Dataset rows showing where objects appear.
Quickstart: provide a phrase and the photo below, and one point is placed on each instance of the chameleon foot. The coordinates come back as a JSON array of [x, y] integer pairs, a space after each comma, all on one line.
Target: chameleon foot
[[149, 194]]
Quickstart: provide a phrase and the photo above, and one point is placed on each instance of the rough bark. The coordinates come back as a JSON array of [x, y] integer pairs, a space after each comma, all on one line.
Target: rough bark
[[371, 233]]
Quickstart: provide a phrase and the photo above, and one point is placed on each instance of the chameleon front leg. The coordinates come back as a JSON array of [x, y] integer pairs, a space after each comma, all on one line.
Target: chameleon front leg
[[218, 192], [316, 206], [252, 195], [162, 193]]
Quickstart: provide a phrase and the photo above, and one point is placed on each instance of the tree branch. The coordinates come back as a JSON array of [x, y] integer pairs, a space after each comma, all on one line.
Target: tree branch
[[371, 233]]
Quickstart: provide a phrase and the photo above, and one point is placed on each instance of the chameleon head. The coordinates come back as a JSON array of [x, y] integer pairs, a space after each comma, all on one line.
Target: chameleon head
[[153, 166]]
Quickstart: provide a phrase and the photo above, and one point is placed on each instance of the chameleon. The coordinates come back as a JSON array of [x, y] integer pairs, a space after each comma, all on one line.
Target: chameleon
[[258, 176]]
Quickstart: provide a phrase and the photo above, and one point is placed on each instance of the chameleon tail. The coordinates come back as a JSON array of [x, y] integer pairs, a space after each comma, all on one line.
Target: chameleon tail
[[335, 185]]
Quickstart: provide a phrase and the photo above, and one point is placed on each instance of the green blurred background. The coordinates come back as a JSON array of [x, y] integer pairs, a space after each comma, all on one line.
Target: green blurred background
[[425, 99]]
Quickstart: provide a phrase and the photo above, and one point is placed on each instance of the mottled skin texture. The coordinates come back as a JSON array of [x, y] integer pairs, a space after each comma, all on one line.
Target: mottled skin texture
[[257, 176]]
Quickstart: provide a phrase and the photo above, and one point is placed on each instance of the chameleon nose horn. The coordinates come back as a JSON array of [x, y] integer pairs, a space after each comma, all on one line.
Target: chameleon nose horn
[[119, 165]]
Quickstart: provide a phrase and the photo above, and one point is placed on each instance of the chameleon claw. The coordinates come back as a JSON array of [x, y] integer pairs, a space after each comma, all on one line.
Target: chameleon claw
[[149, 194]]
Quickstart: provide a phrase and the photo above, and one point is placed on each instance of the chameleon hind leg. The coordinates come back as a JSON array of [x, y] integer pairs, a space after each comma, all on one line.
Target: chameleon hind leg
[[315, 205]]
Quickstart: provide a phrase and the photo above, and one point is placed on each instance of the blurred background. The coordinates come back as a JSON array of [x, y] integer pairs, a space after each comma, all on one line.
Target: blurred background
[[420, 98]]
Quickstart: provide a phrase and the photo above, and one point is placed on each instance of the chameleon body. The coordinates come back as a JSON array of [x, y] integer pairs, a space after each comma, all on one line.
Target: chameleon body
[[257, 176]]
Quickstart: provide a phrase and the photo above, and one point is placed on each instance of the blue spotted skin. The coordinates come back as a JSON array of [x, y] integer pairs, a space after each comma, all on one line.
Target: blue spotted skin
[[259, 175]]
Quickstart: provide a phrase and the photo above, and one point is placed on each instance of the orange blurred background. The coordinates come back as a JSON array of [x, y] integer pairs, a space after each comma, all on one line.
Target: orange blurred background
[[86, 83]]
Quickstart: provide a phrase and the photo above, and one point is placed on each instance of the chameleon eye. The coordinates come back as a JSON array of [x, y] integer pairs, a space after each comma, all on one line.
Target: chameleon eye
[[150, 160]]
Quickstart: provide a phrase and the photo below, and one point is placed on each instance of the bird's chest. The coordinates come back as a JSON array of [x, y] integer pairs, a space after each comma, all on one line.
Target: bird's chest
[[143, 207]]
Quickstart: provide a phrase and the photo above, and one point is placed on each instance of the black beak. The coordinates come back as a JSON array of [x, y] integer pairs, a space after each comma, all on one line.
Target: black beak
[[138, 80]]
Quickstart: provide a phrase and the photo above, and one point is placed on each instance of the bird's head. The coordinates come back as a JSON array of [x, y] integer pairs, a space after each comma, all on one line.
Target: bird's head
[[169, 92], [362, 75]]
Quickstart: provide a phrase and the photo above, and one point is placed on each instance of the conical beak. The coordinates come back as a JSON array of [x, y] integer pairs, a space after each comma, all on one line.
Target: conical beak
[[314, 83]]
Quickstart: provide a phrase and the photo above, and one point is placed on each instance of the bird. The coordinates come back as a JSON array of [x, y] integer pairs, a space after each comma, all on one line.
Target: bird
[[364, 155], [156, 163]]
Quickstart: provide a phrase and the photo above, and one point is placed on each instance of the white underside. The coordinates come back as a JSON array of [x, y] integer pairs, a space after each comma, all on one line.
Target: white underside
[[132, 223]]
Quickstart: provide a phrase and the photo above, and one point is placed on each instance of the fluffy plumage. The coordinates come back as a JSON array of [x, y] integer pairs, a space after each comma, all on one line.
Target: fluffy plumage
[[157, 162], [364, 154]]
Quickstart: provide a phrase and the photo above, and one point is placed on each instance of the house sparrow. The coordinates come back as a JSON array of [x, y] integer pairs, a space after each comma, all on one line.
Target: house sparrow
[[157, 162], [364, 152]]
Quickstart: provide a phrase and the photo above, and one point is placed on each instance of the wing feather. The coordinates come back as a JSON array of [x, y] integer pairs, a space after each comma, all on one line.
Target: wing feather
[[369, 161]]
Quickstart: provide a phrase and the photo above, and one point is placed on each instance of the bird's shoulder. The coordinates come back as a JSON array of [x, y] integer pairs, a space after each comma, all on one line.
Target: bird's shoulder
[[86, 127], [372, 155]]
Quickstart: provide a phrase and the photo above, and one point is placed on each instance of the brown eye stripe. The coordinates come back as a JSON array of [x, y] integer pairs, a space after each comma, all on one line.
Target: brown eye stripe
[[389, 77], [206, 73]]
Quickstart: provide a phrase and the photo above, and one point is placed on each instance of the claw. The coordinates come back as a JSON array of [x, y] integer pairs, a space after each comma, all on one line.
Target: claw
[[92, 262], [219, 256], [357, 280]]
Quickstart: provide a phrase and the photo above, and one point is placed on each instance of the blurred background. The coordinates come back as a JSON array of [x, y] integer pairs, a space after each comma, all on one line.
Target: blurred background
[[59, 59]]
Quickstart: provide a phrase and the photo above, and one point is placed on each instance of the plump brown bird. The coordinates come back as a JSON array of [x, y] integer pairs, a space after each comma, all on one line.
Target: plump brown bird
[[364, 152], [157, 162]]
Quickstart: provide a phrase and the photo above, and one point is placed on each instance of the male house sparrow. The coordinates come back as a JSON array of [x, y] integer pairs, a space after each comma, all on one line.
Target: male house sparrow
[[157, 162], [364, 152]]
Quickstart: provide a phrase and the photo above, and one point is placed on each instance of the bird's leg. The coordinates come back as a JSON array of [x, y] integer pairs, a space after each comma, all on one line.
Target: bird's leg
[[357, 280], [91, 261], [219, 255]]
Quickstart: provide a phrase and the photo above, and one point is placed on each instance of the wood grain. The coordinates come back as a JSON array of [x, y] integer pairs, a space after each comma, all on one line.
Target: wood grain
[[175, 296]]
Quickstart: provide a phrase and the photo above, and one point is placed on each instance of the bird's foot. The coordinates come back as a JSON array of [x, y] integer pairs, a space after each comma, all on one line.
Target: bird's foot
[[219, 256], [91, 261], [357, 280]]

Your instructions.
Reproduce every line of the records, beginning with the first line of the records and continuing through the line containing "[[218, 192], [316, 206], [252, 195], [162, 193]]". Add -125 to each coordinate value in the answers.

Full response.
Quickstart: provide a phrase and the photo below, and one point is placed on each instance of the chameleon foot. The coordinates come back as a JSON array of [x, y] integer pairs, a space after each comma, all on one line.
Target: chameleon foot
[[24, 69]]
Quickstart: provide a phrase and the photo above, and one point is placed on each instance of the rough bark. The coordinates come back as a JSON array of [x, y] integer pairs, a space after each comma, all on one line.
Target: rough bark
[[246, 108]]
Quickstart: provide a phrase and the photo above, and one point is placed on each instance of the chameleon front leg. The coordinates come back as a JSON array of [x, y] integer pairs, a space after each comma, all on one line.
Target: chameleon front leg
[[93, 67], [191, 81], [127, 70], [37, 68]]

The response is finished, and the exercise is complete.